MATERIAL PROVIDED:
━━━━━━━━━━━━━━━━━━━━━━━━━━━━━━
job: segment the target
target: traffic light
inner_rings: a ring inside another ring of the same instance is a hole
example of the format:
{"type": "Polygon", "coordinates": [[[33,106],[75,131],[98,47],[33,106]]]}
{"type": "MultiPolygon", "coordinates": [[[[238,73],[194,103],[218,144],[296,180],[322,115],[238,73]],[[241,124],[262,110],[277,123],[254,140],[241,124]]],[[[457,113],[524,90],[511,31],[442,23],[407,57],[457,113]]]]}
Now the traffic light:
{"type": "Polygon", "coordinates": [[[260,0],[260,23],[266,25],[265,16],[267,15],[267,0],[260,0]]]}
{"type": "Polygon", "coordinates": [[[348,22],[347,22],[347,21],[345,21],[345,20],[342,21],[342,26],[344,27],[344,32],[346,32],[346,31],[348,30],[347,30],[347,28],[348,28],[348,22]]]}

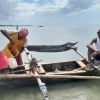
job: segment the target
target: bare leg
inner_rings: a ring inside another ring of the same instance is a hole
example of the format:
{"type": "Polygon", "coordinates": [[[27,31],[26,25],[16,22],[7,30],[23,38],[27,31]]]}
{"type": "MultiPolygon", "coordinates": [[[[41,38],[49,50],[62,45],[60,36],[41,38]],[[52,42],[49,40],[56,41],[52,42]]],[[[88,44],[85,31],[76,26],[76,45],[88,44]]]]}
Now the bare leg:
{"type": "Polygon", "coordinates": [[[92,54],[93,54],[93,51],[88,48],[88,62],[89,62],[89,64],[87,64],[86,70],[89,70],[92,68],[92,65],[91,65],[91,63],[92,63],[92,60],[91,60],[92,56],[91,55],[92,54]]]}

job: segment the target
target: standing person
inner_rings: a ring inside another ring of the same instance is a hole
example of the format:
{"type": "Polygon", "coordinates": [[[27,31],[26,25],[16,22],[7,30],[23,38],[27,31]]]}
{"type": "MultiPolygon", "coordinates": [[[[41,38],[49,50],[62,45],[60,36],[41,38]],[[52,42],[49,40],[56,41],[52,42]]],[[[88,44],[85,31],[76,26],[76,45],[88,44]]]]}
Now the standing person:
{"type": "Polygon", "coordinates": [[[16,26],[16,30],[17,30],[17,32],[18,32],[18,25],[16,26]]]}
{"type": "Polygon", "coordinates": [[[91,58],[93,57],[96,60],[100,60],[100,29],[97,32],[97,37],[91,40],[91,42],[87,45],[88,48],[88,61],[89,64],[87,65],[86,70],[92,68],[92,61],[91,58]],[[92,46],[95,43],[95,48],[92,46]]]}
{"type": "Polygon", "coordinates": [[[7,32],[6,30],[1,30],[1,33],[9,39],[9,43],[5,46],[3,51],[8,58],[16,58],[17,64],[22,65],[21,53],[24,47],[27,46],[28,30],[26,28],[21,28],[19,32],[7,32]]]}

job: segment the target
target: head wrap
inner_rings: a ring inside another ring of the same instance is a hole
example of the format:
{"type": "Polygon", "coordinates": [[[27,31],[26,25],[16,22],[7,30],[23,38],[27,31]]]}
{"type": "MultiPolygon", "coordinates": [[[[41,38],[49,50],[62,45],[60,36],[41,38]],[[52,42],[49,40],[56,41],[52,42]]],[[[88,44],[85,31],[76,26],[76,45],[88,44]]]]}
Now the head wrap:
{"type": "Polygon", "coordinates": [[[28,30],[26,28],[21,28],[20,31],[19,31],[19,35],[22,38],[25,38],[28,35],[28,30]]]}

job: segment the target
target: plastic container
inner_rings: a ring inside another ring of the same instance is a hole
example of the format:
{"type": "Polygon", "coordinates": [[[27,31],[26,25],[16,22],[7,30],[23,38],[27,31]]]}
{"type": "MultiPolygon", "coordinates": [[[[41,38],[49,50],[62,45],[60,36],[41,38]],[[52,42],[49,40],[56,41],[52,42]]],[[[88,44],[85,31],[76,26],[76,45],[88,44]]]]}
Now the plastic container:
{"type": "Polygon", "coordinates": [[[0,69],[6,68],[9,65],[9,60],[4,51],[0,51],[0,69]]]}
{"type": "Polygon", "coordinates": [[[18,67],[15,58],[8,58],[8,60],[9,60],[9,62],[10,62],[10,63],[9,63],[9,67],[10,67],[11,69],[14,69],[14,68],[17,68],[17,67],[18,67]]]}
{"type": "Polygon", "coordinates": [[[16,48],[16,46],[10,43],[7,44],[7,46],[3,49],[3,51],[5,52],[8,58],[16,57],[19,54],[19,51],[16,48]]]}

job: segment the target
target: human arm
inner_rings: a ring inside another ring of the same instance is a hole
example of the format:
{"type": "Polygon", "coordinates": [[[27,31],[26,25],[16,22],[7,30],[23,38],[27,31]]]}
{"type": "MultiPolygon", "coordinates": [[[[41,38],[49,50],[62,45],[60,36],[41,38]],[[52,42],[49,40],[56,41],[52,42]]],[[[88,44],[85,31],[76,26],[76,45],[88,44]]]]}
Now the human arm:
{"type": "Polygon", "coordinates": [[[87,45],[87,48],[91,49],[93,52],[97,52],[98,50],[92,46],[96,42],[97,42],[97,38],[92,39],[90,43],[87,45]]]}
{"type": "Polygon", "coordinates": [[[14,41],[8,36],[7,31],[6,30],[1,30],[1,33],[9,39],[11,44],[14,44],[14,41]]]}

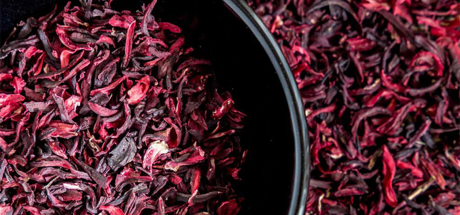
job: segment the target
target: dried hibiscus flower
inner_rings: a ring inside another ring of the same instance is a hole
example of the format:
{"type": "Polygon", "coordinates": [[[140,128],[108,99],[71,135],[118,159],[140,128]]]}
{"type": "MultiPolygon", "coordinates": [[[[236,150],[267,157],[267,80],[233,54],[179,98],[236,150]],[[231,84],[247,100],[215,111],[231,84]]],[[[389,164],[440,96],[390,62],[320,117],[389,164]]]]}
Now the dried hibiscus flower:
{"type": "Polygon", "coordinates": [[[210,63],[156,0],[81,2],[0,49],[0,214],[238,213],[245,115],[210,63]]]}

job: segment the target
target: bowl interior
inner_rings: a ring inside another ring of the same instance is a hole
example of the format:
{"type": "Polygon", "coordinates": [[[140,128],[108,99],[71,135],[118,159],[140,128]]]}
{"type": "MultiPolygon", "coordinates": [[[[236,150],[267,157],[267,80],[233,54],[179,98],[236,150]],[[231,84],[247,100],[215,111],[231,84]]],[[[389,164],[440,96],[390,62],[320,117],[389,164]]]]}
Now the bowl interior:
{"type": "MultiPolygon", "coordinates": [[[[61,7],[63,1],[58,3],[61,7]]],[[[29,16],[44,15],[56,0],[2,1],[2,40],[29,16]]],[[[139,10],[142,1],[114,1],[117,10],[139,10]]],[[[244,23],[219,1],[159,1],[157,21],[182,28],[196,54],[213,63],[217,81],[232,92],[246,113],[241,136],[249,149],[242,179],[235,187],[245,197],[242,214],[285,214],[294,165],[293,138],[288,105],[278,77],[262,47],[244,23]]]]}

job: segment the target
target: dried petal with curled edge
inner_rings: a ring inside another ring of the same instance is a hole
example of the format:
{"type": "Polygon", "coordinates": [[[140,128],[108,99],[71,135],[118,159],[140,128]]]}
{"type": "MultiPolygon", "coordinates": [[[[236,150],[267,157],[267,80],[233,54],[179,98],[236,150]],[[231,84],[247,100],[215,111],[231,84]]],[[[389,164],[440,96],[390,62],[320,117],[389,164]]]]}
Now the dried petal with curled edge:
{"type": "Polygon", "coordinates": [[[238,212],[246,115],[187,31],[156,22],[156,1],[132,11],[111,2],[57,5],[0,47],[0,214],[238,212]]]}

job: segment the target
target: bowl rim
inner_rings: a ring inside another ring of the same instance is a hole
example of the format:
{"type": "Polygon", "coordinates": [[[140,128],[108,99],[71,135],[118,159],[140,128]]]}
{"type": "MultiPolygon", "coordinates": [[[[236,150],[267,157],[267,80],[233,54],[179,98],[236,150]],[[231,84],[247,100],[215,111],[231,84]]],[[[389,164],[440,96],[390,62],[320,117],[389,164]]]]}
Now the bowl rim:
━━━━━━━━━━━━━━━━━━━━━━━━━━━━━━
EXERCISE INSTRUCTIONS:
Pull out every line in the records above that contains the word "petal", matching case exactly, and copy each such line in full.

WRITTEN ANSWER:
target: dried petal with curled edge
Now the dried petal with curled edge:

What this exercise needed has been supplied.